Say how many lines in the entries contain "positive", giving only the number.

** Source records follows **

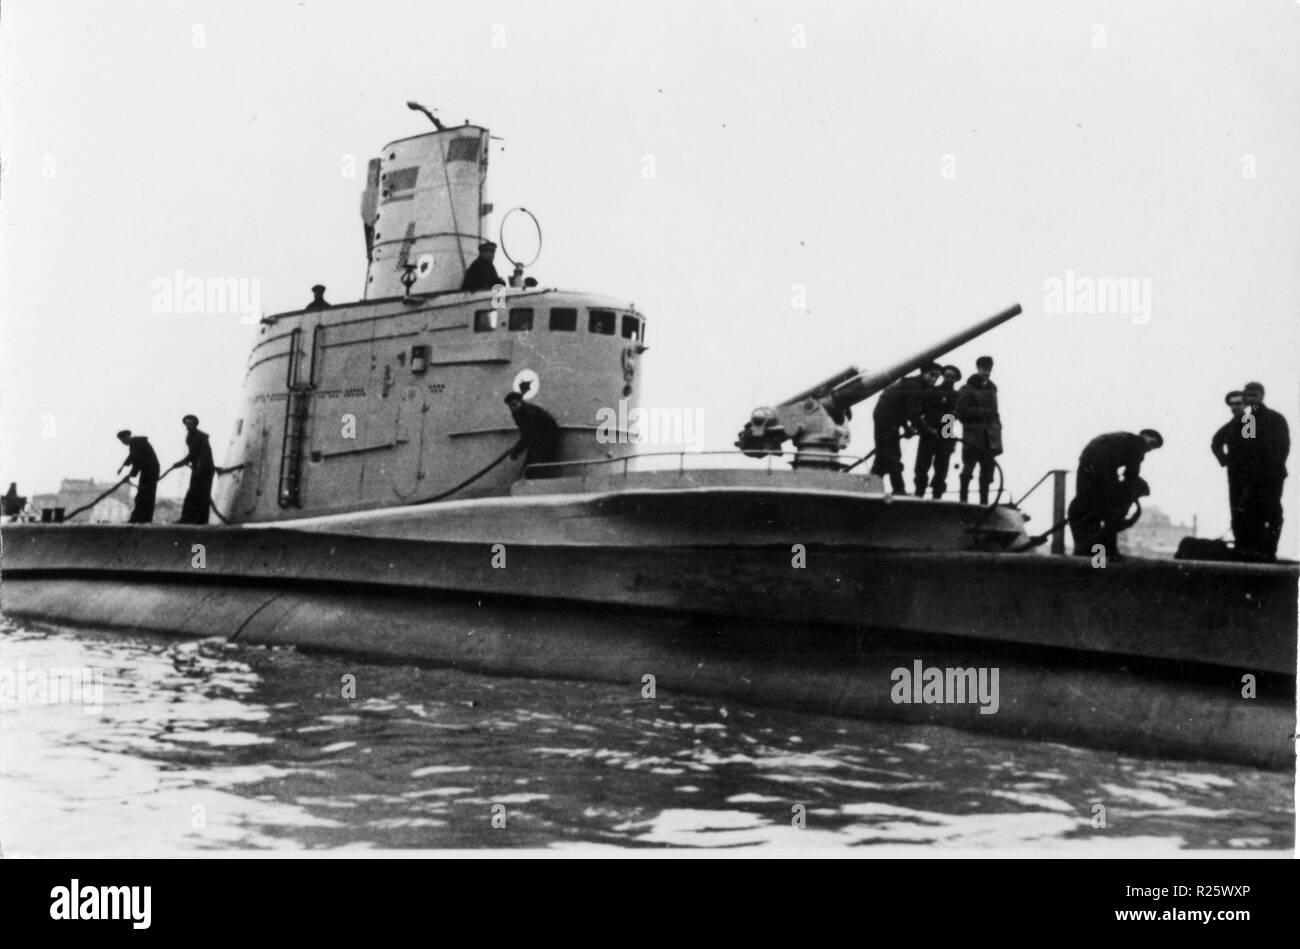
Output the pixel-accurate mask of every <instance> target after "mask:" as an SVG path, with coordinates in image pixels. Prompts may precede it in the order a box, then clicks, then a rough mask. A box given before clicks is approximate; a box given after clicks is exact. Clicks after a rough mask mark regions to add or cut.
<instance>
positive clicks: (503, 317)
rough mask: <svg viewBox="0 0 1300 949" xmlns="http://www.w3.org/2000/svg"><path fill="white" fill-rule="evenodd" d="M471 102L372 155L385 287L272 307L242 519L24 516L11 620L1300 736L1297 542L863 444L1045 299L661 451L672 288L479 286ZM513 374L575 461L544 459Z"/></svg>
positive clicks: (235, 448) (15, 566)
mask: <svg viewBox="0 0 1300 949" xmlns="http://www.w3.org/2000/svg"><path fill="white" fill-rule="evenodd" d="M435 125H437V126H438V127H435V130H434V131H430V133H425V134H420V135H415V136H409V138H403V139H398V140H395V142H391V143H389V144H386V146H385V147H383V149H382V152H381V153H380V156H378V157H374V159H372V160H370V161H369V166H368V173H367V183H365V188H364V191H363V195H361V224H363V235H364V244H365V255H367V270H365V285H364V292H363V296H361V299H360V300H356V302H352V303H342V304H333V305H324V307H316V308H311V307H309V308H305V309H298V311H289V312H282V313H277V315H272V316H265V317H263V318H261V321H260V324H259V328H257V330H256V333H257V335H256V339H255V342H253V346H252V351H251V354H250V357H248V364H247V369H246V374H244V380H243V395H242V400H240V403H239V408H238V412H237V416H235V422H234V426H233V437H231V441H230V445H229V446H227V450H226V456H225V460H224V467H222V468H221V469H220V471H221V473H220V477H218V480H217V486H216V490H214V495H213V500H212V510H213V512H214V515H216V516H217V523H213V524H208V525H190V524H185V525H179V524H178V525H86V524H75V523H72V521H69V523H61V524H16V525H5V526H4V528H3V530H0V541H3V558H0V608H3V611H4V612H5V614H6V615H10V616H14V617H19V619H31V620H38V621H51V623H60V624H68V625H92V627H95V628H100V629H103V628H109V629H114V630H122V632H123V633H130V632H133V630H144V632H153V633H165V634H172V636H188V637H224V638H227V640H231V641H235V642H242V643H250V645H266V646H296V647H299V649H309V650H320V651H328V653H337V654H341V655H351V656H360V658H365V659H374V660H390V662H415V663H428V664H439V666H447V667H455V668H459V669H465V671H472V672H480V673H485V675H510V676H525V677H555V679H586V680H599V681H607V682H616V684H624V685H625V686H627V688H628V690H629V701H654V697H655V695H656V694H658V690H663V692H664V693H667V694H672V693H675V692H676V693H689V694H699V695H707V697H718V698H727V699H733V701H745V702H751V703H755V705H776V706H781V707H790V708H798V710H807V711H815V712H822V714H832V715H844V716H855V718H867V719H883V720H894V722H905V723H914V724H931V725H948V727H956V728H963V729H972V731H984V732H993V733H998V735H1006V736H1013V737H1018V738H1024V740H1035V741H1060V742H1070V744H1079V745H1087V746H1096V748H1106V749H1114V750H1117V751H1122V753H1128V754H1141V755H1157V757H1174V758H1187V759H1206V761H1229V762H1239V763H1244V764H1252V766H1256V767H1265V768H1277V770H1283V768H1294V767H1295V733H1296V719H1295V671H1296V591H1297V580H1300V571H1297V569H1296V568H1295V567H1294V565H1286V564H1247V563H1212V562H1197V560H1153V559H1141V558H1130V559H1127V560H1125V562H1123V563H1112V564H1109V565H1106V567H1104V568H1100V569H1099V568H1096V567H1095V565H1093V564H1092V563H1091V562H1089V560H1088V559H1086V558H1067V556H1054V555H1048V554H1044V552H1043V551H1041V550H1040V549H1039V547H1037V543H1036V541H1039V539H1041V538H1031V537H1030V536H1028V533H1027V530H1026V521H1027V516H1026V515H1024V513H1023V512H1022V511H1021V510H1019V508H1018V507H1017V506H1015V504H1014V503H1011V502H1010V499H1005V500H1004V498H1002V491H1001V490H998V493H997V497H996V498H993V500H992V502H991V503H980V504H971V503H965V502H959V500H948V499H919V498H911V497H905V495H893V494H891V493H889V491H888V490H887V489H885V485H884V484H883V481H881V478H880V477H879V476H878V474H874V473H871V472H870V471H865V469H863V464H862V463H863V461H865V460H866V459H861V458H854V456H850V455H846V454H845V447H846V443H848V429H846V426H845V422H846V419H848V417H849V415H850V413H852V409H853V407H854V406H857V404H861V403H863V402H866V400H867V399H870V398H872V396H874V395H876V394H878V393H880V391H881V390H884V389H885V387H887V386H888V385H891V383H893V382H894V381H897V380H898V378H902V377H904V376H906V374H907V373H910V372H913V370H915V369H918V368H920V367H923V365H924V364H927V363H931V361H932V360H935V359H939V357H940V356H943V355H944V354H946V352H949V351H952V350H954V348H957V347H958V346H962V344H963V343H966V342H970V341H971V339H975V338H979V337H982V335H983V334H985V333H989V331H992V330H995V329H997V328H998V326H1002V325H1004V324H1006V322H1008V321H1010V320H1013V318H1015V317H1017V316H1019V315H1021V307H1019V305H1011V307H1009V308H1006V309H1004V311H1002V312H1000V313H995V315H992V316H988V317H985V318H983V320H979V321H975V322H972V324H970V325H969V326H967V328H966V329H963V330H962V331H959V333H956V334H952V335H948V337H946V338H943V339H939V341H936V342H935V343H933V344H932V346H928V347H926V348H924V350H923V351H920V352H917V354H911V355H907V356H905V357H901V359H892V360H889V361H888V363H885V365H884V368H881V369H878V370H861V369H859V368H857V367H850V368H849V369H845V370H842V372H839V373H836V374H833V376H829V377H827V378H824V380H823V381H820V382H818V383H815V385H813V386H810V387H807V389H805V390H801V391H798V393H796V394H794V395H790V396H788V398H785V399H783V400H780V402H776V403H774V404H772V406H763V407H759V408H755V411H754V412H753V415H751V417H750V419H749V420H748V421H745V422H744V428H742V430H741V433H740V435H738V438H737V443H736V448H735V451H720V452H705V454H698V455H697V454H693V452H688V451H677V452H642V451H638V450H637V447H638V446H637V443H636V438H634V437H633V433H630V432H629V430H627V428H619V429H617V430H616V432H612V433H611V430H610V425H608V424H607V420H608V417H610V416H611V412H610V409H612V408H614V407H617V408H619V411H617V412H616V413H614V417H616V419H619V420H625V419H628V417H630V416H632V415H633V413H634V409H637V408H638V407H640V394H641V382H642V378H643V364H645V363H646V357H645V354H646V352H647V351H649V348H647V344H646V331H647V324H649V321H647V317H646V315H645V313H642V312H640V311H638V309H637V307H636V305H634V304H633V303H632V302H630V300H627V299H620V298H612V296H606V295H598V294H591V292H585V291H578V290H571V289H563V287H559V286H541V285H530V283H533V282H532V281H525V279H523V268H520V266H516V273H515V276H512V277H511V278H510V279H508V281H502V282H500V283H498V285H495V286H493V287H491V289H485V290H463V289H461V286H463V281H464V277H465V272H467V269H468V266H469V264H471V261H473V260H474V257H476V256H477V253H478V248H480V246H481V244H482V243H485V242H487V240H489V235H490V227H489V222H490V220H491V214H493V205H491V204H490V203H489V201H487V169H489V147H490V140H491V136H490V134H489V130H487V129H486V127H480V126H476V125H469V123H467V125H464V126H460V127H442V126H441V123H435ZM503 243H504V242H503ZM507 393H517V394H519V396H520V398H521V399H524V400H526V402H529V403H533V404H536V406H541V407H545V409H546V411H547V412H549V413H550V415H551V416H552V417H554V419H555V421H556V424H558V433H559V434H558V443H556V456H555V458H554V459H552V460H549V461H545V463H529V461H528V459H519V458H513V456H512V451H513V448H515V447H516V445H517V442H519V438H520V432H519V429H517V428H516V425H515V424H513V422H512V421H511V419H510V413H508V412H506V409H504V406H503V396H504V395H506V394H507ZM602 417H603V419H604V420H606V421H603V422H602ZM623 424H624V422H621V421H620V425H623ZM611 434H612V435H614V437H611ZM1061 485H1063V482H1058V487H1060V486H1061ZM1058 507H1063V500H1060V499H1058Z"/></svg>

** End of Source records **

* Reply
2